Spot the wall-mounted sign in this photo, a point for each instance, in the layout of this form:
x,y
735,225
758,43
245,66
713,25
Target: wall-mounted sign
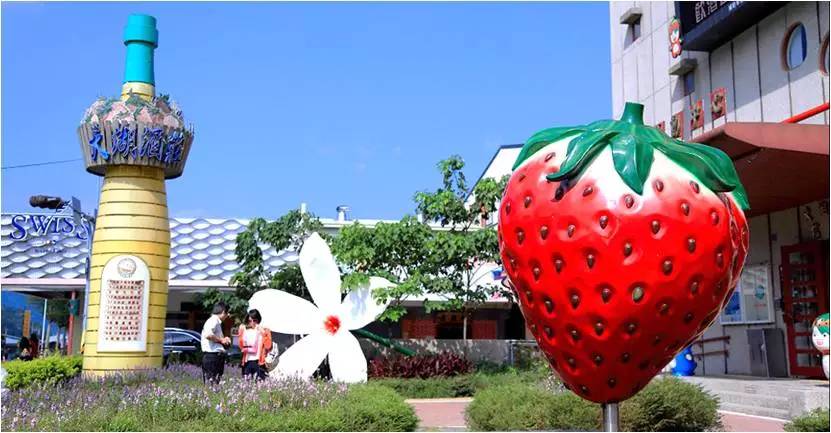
x,y
675,37
27,323
676,125
696,115
135,144
718,102
693,13
706,25
125,298
26,225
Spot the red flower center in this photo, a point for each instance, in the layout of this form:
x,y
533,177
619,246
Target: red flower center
x,y
332,324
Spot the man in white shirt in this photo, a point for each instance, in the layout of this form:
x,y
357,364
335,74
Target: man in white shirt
x,y
213,344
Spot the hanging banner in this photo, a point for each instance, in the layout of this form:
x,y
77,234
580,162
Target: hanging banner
x,y
125,297
718,103
27,323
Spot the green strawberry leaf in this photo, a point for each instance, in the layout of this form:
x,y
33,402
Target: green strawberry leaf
x,y
542,139
582,151
633,159
633,145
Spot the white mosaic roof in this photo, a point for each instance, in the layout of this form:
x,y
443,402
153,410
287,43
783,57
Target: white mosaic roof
x,y
201,248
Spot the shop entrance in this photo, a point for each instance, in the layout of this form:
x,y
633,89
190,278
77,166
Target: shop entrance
x,y
804,297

_PROMPT_. Above are records with pictures; repeat the records exactly and leave the pictures out.

_COMPLETED EXERCISE_.
Spot the wall-mounted sign in this photo, a point for each instance, in the layout of this form:
x,y
735,225
758,43
245,66
713,25
Target: wall-mounted sign
x,y
675,37
27,323
676,125
696,115
135,144
718,102
693,13
706,25
125,298
26,225
Spot the red flower center in this photo, a point for each instance, in the layout of this form:
x,y
533,177
619,246
Target: red flower center
x,y
332,324
Spot the man in white shirt in this photo, a point for each instance, in the layout of this form:
x,y
357,364
335,74
Target: man in white shirt
x,y
213,344
Spot the hanging banner in this photo, a point for each instance, in the layout of this form:
x,y
77,234
580,162
Target: hanging banner
x,y
125,297
718,103
27,323
Spot the green strawberry leaf in this photo, a point for each instance, in the layout of this form:
x,y
33,402
Target: green strawberry leaf
x,y
542,139
582,151
633,159
633,145
Spot the white mosaic roof in this photo, a point for each instance, in the layout of this form:
x,y
443,402
153,410
287,43
783,57
Target: white mosaic roof
x,y
201,248
Spot the shop entrance in this photo, a point for each instance, in the layout of this form:
x,y
633,89
190,278
77,166
Target: shop entrance
x,y
804,297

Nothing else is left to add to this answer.